---------- SELECTED EXTRACT

Again, I think you have too much faith in extrapolation. It's like you got a baby at 0 months, then measured it at 12 months and expect it to be a giant.
simonw
an hour ago
It can't run the latest models today - GLM-5.2 class models already need 1TB+ of RAM.
... but, the models that WILL run on 128GB (or 64GB or even 32GB) models today are a huge improvement on the best models that would run in the same amount of memory six months ago.
someperson
an hour ago
In 5-10 years, incremental cloud tokens will be far cheaper (likely but not guaranteed).
georgeven
an hour ago
I have a 1500 dollar machine that can run it at 50 tok/s (3 V100s)
Dig1t
21 minutes ago
How did you buy 3 V100's for $1500??
colinsane
7 minutes ago
i like that people are taking the privacy argument seriously, after however many decades. i think there are other arguments to be made for running these locally which are less settled, but IMO the Fable debacle drives it home: the surest way to embrace this technology without worry that it will be taken away from you down the road is to physically own the compute.

--------------------

▸ **PROBLEM SET**
1. Decide whether each statement agrees with the forum thread on local models, answering yes or no and quoting the words of the thread that settle it: (a) One commenter states that GLM-5.2 class models need more than a terabyte of RAM. (b) One commenter owns a 1500 dollar machine built with four V100s. (c) One commenter claims that incremental cloud tokens are certain to become far cheaper within 5-10 years.
2. Write the next part of the forum thread on local models, following on from its final comment.
The entries that follow are drawn from a separate source and are unrelated to the forum thread on local models.

---------- DATA SUPPLIED

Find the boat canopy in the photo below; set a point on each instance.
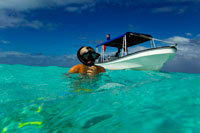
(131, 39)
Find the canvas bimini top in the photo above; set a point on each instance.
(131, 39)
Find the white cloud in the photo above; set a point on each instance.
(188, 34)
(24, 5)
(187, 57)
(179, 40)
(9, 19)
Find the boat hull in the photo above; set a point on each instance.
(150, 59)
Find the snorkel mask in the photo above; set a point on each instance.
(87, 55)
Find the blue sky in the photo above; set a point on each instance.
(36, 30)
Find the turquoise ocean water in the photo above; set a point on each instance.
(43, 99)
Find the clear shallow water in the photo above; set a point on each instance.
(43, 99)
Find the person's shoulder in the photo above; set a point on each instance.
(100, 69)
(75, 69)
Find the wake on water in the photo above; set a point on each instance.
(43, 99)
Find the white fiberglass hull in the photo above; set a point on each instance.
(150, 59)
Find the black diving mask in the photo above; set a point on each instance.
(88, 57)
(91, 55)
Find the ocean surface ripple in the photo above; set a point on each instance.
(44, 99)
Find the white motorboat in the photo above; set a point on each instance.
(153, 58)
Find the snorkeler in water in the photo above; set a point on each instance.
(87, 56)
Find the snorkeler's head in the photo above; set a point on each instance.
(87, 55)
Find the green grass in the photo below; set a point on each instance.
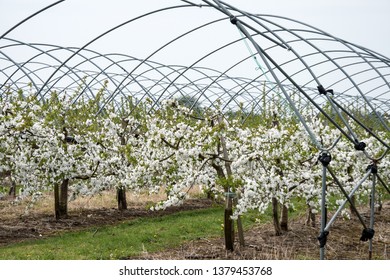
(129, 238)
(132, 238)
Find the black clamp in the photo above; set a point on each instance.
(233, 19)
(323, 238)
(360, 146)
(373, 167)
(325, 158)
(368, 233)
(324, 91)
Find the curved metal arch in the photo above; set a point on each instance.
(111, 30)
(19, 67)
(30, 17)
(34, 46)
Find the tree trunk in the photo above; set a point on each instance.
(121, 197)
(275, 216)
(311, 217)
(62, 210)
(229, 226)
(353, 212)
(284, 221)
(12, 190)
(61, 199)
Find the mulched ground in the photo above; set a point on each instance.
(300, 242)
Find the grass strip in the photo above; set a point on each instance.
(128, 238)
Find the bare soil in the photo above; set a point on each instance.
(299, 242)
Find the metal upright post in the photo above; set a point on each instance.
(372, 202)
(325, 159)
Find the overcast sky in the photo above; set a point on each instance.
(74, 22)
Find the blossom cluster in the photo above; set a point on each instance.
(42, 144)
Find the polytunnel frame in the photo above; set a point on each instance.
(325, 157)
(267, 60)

--------------------
---------- DATA SUPPLIED

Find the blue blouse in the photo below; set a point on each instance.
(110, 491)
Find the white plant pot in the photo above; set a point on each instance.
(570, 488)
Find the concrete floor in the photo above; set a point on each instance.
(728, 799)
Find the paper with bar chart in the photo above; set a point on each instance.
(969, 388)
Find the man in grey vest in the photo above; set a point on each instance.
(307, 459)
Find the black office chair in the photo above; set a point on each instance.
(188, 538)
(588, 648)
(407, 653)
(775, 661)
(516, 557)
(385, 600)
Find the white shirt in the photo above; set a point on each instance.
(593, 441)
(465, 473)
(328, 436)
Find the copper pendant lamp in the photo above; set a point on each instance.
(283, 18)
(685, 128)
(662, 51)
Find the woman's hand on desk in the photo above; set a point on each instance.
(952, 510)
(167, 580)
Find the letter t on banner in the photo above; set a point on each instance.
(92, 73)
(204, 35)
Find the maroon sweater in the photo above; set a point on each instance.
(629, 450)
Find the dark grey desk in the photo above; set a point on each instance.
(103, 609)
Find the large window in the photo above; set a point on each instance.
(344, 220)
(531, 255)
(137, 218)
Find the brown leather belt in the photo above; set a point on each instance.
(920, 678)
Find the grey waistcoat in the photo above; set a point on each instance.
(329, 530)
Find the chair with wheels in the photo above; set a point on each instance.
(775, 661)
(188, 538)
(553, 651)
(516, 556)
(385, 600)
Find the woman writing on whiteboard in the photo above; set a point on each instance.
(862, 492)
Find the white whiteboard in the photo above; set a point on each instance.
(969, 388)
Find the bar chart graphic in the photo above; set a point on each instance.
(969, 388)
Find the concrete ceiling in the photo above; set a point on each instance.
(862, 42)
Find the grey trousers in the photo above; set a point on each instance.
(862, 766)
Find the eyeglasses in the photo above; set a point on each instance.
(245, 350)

--------------------

▸ **ANSWERS FOR THIS EXERCISE**
1.
(a) Yes: "GLM-5.2 class models already need 1TB+ of RAM."
(b) No: "I have a 1500 dollar machine that can run it at 50 tok/s (3 V100s)"
(c) No: "In 5-10 years, incremental cloud tokens will be far cheaper (likely but not guaranteed)."

2.
cyanydeez
30 minutes ago
AMD started their 128GB Halo Strix at a pretty damn good point at ~2.5k; I got mine after the first memory bump at $3k.
I think you might be a little to into the stew here.
zdragnar
a minute ago
I got mine at the same price point, and I've been pretty pleased with it. Tailscale lets me use it from my ultrabook / lightweight laptop, no burning lap or crazy fan noises. Desktops with the amd ai+ 395 are still fairly affordable for what they can do.
I haven't tried it with https://lemonade-server.ai/ yet but I just might give it a shot.
oldfuture
an hour ago
a lot of credits? we can’t predict any price change for them
AnimalMuppet
an hour ago
How many credits would it buy? How long would it take to use them up? What's the payback period?
From what I understand, for a developer, $5000/month is maybe the high end, but $5000/year is fairly standard. (Is that accurate?) So if it pays back in 15 months, that's pretty decent. If it pays back in two months, that's spectacular.
eli
30 minutes ago
Are you comparing the cost of hosted Opus to running Qwen 3.6 locally? That doesn't really seem fair.
h4ny
an hour ago
What kind of narrative are you trying to push?
Do you know how much VRAM/unified is needed for the 27B model, which is generally regarded as better between the two compared in the article, is needed with little to no KLD loss and at 256k context?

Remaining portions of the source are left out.